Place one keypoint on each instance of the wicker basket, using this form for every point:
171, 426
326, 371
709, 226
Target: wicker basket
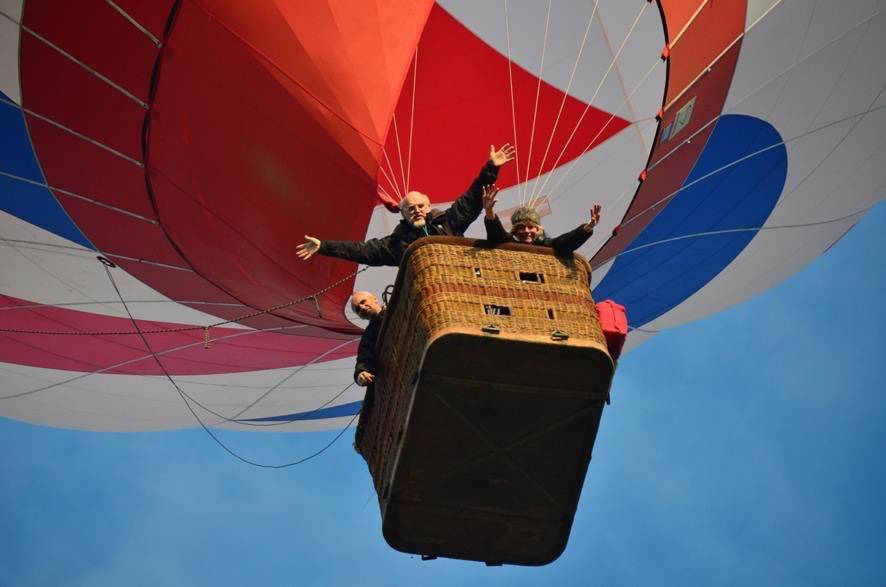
490, 388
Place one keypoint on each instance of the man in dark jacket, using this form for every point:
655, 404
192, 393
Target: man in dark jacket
419, 220
369, 308
526, 227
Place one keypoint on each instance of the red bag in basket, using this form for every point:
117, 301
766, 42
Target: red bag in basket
614, 322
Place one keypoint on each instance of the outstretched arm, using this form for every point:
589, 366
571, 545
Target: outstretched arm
375, 252
568, 242
367, 356
469, 205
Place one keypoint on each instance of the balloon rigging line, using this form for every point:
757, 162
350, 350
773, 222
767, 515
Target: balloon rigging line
39, 246
641, 125
385, 173
289, 376
612, 116
284, 72
114, 302
705, 70
134, 22
581, 49
544, 46
143, 357
597, 91
411, 119
79, 249
765, 84
183, 397
730, 231
205, 328
78, 196
76, 61
77, 134
74, 288
385, 193
760, 88
689, 22
513, 107
834, 148
736, 230
399, 153
747, 157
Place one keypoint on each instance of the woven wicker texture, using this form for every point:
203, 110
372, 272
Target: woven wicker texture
449, 282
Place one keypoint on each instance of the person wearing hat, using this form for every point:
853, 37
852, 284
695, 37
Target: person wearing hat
419, 220
526, 227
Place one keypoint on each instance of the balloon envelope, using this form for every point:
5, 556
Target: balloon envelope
161, 161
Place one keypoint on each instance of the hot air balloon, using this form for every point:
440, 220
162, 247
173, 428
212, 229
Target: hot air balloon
161, 161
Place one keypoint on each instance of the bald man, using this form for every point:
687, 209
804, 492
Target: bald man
419, 220
369, 308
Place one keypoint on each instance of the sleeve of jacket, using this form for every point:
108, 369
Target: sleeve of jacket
495, 232
375, 251
366, 355
568, 242
468, 206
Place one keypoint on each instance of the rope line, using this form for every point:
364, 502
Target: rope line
597, 91
581, 49
238, 319
411, 119
541, 68
184, 398
730, 231
513, 106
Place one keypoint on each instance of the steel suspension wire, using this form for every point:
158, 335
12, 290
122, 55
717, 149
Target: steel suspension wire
513, 106
597, 91
411, 119
199, 420
207, 327
541, 68
581, 49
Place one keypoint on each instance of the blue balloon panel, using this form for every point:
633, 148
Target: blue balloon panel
18, 167
348, 409
681, 251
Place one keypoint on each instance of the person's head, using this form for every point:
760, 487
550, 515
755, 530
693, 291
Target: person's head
526, 224
365, 305
414, 208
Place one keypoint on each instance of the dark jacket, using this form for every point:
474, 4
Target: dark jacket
367, 353
565, 244
451, 222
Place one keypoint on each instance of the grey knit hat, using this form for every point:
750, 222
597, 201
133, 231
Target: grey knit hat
526, 215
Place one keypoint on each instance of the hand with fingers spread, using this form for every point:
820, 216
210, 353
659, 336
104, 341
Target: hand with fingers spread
307, 249
596, 212
364, 378
489, 200
503, 155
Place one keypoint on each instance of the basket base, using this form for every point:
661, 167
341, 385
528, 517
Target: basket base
493, 458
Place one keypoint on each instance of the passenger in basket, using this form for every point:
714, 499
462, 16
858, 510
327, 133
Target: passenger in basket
369, 308
526, 227
419, 220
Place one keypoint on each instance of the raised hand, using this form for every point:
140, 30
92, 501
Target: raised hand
489, 200
503, 155
596, 212
307, 249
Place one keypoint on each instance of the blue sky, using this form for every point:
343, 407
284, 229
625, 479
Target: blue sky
744, 448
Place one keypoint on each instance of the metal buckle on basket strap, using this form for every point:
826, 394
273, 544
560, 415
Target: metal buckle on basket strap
559, 335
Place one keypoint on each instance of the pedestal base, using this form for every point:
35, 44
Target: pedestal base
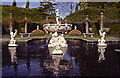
57, 52
12, 45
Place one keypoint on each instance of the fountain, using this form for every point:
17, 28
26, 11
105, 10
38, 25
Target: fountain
101, 42
101, 50
57, 41
12, 51
54, 63
12, 40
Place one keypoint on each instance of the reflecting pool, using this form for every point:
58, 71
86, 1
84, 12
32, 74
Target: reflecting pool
79, 59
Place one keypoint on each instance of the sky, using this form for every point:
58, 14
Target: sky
36, 5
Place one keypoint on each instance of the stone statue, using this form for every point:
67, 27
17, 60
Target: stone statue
101, 42
37, 27
75, 28
12, 40
57, 41
12, 51
101, 50
57, 16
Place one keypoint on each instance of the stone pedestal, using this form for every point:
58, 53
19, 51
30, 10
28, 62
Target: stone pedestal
12, 40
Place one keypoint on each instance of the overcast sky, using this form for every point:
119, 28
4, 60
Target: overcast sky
36, 5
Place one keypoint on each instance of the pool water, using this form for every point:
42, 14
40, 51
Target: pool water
80, 59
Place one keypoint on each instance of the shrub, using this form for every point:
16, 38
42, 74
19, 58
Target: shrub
37, 33
75, 32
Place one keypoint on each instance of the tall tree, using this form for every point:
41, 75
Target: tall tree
27, 4
47, 7
14, 3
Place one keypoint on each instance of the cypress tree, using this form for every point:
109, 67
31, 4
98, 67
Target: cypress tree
94, 30
27, 4
14, 3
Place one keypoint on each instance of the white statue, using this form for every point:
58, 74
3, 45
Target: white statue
57, 41
75, 28
101, 42
12, 51
101, 50
57, 16
12, 40
37, 27
57, 49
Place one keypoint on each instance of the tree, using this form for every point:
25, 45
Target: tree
27, 4
47, 8
14, 3
83, 5
94, 30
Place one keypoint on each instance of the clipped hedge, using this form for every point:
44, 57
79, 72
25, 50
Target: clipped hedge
37, 33
75, 32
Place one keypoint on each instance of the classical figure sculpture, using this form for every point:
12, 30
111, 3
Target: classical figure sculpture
12, 40
101, 42
57, 16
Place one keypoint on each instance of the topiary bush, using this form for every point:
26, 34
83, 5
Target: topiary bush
75, 32
37, 33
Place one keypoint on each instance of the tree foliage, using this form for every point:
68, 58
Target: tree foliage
27, 4
94, 30
47, 8
14, 3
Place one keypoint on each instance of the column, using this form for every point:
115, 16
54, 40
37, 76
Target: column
87, 24
25, 24
101, 26
10, 26
37, 27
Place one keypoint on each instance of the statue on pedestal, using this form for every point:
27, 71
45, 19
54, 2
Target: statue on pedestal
57, 16
12, 40
101, 50
101, 42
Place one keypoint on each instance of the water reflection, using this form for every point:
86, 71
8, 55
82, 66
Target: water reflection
101, 51
57, 62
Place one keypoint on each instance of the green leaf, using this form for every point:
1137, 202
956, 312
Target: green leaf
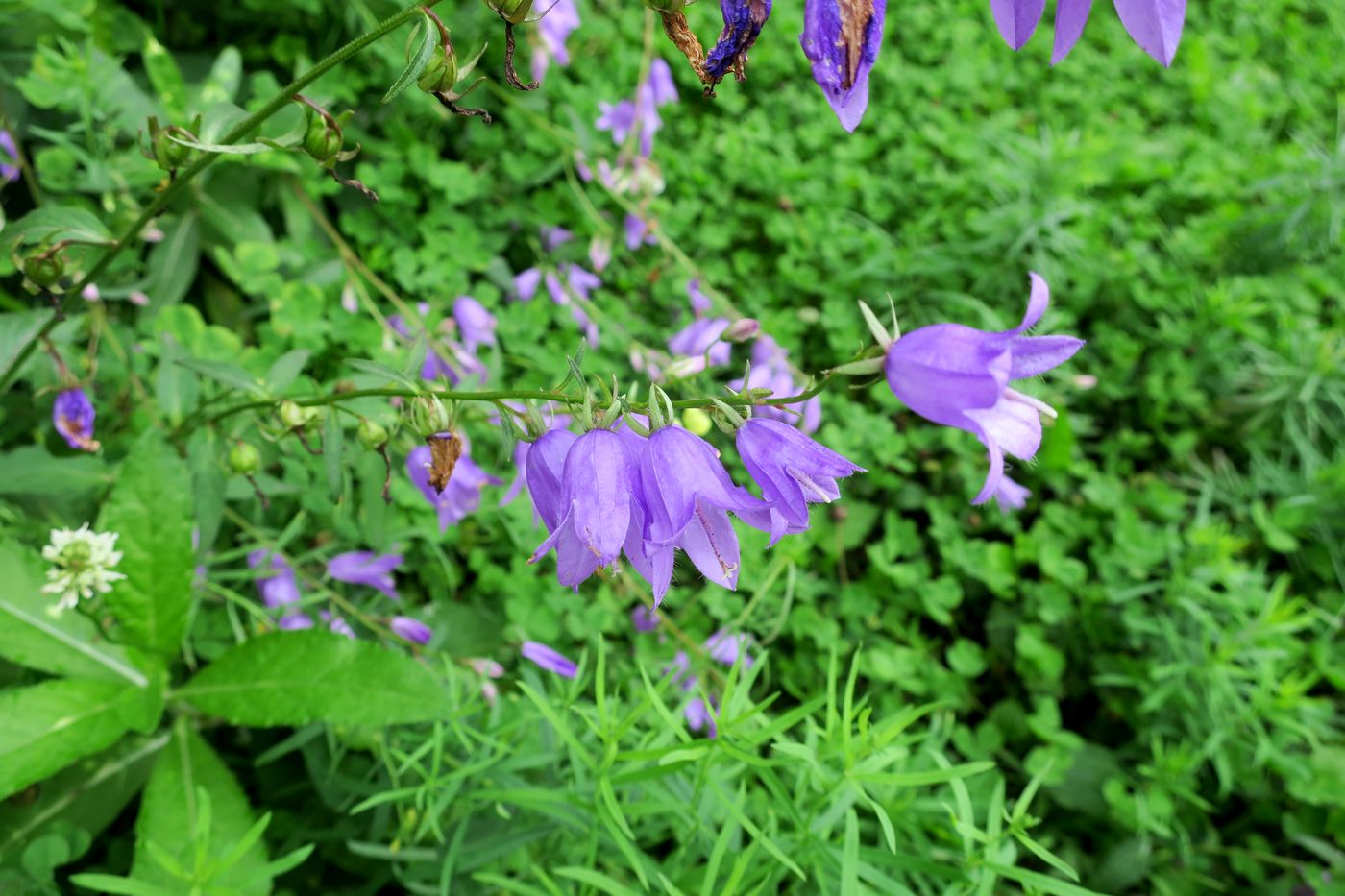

*PROBLEM DETAILS*. Pick out each line of the records that contains the word "leaf".

*ANSWER TO THE PROBLEM*.
Place one keypoint on each instance of the green leaf, using this form for every point:
Target: green leaf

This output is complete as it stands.